**GOAL OF THE EXERCISE:** Go through the entries below and collect each line with the string "pixel" in it.

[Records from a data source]
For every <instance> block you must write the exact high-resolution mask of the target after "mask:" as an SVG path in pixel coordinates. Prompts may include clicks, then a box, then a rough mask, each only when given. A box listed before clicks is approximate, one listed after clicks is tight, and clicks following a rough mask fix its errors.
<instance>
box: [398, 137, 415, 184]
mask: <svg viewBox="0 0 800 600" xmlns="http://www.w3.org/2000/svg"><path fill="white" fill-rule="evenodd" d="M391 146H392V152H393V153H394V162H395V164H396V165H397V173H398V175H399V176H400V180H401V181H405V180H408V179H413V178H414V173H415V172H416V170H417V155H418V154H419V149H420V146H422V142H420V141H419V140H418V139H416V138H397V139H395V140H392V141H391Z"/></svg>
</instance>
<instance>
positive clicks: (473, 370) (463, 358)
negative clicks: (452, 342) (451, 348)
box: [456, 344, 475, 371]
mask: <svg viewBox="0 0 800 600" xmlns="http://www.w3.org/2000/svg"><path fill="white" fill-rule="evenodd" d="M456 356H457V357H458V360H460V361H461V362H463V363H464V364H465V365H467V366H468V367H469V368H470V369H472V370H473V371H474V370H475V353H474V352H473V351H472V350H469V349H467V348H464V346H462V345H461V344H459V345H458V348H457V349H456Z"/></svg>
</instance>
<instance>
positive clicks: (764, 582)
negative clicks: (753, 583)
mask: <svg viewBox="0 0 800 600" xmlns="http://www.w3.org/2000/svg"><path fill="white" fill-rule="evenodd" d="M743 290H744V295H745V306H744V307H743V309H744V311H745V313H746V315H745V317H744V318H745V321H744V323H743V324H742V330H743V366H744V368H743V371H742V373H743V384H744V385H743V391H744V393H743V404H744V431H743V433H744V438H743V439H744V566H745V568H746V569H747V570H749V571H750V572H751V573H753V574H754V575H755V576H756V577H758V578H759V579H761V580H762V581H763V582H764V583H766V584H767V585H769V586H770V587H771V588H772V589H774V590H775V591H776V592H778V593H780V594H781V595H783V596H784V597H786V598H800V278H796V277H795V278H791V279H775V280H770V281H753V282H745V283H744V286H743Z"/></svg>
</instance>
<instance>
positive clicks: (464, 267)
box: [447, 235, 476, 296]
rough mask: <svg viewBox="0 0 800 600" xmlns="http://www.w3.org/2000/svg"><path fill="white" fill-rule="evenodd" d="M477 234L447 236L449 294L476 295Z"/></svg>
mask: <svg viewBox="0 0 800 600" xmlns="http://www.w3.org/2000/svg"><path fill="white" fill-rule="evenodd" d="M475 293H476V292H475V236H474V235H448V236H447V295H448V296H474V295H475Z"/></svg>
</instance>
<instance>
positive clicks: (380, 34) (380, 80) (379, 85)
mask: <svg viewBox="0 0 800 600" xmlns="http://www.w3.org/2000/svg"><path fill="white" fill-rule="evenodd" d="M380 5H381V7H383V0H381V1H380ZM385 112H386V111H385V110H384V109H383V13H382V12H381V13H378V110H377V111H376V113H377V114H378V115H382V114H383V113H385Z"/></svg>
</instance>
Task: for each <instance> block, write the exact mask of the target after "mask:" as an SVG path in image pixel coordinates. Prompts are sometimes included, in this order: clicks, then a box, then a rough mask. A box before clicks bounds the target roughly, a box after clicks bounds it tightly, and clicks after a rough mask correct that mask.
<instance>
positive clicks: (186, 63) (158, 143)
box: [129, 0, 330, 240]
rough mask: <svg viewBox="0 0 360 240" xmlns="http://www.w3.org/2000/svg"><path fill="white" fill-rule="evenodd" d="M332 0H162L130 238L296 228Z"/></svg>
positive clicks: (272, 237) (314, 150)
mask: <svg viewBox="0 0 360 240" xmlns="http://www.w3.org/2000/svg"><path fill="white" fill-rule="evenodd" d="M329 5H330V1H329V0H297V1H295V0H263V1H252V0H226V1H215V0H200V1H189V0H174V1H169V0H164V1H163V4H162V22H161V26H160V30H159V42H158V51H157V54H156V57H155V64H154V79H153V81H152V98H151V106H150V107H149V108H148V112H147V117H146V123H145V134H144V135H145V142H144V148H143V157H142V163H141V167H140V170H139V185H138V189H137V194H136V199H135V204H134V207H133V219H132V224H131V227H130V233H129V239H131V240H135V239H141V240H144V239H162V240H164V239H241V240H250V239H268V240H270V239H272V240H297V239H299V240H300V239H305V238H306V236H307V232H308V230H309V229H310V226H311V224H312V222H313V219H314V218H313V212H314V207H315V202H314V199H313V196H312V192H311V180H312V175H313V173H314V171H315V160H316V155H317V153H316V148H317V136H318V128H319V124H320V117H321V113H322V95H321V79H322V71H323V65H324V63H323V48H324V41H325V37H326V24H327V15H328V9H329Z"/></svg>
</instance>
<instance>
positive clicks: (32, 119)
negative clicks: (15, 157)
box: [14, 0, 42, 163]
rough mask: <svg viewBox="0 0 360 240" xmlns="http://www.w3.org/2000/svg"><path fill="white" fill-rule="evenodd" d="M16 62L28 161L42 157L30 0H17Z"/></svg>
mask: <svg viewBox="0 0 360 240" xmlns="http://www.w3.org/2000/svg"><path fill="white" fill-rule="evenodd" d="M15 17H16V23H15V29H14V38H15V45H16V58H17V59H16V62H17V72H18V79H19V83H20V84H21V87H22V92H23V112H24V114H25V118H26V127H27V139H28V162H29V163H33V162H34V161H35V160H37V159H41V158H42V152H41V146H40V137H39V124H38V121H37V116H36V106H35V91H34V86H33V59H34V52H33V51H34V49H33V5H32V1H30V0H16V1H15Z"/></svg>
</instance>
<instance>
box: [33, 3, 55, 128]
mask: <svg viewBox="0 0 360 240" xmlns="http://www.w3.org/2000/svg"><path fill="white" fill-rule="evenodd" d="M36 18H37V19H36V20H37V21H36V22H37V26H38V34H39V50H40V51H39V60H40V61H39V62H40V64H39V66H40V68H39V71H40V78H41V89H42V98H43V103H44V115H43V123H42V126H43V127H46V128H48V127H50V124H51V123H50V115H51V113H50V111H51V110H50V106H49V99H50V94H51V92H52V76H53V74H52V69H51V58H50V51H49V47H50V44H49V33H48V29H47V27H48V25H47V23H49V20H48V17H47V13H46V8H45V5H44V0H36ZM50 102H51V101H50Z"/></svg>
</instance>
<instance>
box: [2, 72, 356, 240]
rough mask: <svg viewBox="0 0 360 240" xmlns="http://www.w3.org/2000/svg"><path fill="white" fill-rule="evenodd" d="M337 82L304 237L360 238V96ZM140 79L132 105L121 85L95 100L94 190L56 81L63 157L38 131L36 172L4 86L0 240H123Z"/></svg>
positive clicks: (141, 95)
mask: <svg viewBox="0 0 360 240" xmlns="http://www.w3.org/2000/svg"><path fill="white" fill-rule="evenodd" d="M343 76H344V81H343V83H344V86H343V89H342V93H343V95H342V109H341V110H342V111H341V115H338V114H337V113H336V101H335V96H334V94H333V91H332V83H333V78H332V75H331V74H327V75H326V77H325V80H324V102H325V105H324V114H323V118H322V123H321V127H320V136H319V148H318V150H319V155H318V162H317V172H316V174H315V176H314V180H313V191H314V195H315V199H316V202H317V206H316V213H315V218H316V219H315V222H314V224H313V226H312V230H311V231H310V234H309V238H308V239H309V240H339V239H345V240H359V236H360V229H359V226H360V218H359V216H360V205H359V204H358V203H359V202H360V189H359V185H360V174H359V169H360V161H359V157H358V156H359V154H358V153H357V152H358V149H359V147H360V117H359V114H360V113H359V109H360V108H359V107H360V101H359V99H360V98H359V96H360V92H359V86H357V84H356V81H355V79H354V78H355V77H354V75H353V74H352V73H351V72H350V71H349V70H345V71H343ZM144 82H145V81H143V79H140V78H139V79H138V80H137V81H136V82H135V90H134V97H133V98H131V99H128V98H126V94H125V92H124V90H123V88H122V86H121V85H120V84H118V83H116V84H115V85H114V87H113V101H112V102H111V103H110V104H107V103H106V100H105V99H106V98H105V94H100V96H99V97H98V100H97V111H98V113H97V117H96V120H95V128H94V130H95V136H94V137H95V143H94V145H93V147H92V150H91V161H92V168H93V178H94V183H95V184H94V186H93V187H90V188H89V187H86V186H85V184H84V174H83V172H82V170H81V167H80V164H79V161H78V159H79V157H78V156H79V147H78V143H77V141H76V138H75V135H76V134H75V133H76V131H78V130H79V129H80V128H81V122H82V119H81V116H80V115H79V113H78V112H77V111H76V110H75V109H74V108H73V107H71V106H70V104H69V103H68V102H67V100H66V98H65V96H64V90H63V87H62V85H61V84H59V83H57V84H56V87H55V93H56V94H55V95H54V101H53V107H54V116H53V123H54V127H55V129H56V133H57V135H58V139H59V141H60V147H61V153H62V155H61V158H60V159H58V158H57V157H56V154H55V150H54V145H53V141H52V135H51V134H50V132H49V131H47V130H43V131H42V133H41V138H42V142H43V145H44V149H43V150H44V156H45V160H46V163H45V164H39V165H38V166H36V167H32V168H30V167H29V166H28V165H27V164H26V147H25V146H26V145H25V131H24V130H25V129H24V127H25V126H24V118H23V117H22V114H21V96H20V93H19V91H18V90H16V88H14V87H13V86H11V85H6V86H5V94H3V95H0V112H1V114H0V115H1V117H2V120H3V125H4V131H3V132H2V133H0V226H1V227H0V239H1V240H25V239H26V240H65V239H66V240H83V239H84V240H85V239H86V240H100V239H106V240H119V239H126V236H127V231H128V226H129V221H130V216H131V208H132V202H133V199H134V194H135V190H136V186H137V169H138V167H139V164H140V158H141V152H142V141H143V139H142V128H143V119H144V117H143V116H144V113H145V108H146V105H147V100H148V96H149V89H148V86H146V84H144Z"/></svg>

**EXERCISE OUTPUT:**
For every <instance> block you must write the exact high-resolution mask of the target after "mask:" as an SVG path in pixel coordinates. Prompts may include clicks, then a box, then a rough mask, each only when given. A box listed before clicks is approximate, one listed after clicks is tight, and clicks following a rough mask fix its errors.
Task: for each <instance> block, write the exact mask of the target after "mask:" as an SVG path in image pixel coordinates. Prompts are sometimes included, in this order: clicks, then a box, then a rough mask. A box before clicks bounds the target roughly, a box after clicks bounds it tightly, and clicks after a rough mask correct that mask.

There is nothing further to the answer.